Task statement: In full and without alteration, give the listing again.

──────── Material shown

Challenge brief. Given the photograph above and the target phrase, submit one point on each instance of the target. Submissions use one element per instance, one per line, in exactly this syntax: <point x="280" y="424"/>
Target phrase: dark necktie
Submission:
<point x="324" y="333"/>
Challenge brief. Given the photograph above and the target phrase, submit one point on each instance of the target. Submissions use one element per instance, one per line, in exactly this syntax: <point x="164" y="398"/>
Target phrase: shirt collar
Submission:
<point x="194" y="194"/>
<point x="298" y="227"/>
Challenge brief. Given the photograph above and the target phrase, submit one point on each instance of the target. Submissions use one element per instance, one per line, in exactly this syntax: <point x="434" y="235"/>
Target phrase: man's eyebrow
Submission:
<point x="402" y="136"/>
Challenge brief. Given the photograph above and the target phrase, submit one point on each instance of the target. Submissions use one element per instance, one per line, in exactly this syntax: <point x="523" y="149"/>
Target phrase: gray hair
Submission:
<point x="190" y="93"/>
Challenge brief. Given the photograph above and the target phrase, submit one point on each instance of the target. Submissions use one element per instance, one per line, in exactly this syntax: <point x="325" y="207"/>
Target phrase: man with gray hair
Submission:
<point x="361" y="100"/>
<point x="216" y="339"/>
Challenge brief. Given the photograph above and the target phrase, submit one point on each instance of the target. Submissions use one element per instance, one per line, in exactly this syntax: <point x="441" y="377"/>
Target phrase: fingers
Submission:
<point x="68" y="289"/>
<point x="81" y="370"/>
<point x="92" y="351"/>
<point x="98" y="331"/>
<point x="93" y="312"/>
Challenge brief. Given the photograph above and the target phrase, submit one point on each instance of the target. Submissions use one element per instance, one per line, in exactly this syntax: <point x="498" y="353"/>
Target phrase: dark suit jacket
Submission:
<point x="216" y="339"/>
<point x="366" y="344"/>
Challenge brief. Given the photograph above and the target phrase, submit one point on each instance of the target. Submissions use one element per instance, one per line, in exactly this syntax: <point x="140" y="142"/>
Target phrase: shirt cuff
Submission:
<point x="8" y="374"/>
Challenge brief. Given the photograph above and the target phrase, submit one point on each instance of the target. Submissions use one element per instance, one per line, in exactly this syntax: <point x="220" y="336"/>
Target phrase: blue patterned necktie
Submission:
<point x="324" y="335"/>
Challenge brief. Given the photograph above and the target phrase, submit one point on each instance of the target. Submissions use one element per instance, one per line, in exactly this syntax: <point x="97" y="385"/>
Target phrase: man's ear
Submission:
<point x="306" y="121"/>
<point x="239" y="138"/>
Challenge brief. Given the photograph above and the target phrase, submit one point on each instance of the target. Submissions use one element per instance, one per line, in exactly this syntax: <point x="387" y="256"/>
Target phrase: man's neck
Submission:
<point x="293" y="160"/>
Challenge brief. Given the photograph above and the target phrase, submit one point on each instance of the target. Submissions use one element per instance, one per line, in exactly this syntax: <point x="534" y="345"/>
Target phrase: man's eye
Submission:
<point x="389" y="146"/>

────────────────

Exercise response:
Challenge brief. Given the photograph above and the target phrase, submit one point on each instance of the target. Submissions use one element per instance, one per line, in exactly this syntax: <point x="280" y="424"/>
Target phrase: dark necktie
Submission:
<point x="324" y="333"/>
Challenge brief. Given the photograph above and the target phrase, submit one point on each instance of the target. Submissions use one element per instance, one per line, in exactly this syntax: <point x="164" y="398"/>
Target phrase: shirt collar
Submission:
<point x="194" y="194"/>
<point x="298" y="227"/>
Challenge brief. Given the photograph above and the target phrase, submit one point on each instance of the target. Submissions use one element per instance, one per line, in exactly this syntax: <point x="434" y="235"/>
Target phrase: man's eyebrow
Submission:
<point x="402" y="136"/>
Challenge brief. Given the photograph above and the target phrase, submit one point on each instance of the target. Submissions use one element per instance, one per line, in exactly this syntax: <point x="523" y="149"/>
Target phrase: gray hair
Submission:
<point x="190" y="93"/>
Challenge brief. Given the photograph above and the target phrase, submit one point on each instance of the target. Submissions use one element per instance, one per line, in exactly this syntax: <point x="325" y="207"/>
Target phrase: man with gray hair
Submission:
<point x="361" y="100"/>
<point x="216" y="339"/>
Challenge brief. Given the photograph above and the target phrase, submit one point on each instance of the target. Submissions use one element per instance, one per line, in exactly this syntax: <point x="441" y="377"/>
Target phrase: fingers
Submission:
<point x="68" y="289"/>
<point x="81" y="370"/>
<point x="92" y="351"/>
<point x="98" y="331"/>
<point x="93" y="312"/>
Challenge brief. Given the photograph above and the target phrase, submit one point on each instance of the target. Submissions use one element per instance, one per line, in exactly this syntax: <point x="498" y="353"/>
Target phrase: dark suit jacket
Submission:
<point x="216" y="339"/>
<point x="366" y="344"/>
Challenge brief. Given the photograph above and the target phrase, submit one point on each instance of the target. Submissions use one element per instance, one per line, in exactly this syntax: <point x="140" y="142"/>
Target phrase: shirt cuff
Submission:
<point x="8" y="374"/>
Challenge brief. Given the photograph above and the target phrase, submit one point on each instance of the target. Submissions use one element per instance, one per line, in exactly this syntax: <point x="220" y="336"/>
Target phrase: blue patterned necktie
Submission:
<point x="324" y="335"/>
Challenge brief. Given the photograph above and the target phrase, submit one point on each instance of the target. Submissions use one element per instance, one per line, in exactly this syntax: <point x="97" y="385"/>
Target phrase: man's ear
Submission:
<point x="306" y="121"/>
<point x="239" y="138"/>
Challenge brief. Given the photograph above and the target phrase, submit one point on each instance of the target. Submissions use one element per instance, one per line, in exactly this syntax: <point x="387" y="256"/>
Target phrase: man's neck
Submission:
<point x="293" y="160"/>
Challenge brief. Given the photograph above and the target phrase, submit one point on each instance of the target. Submissions use one element per instance, one per line, in exactly this syntax: <point x="534" y="345"/>
Target phrase: man's eye
Submission:
<point x="389" y="146"/>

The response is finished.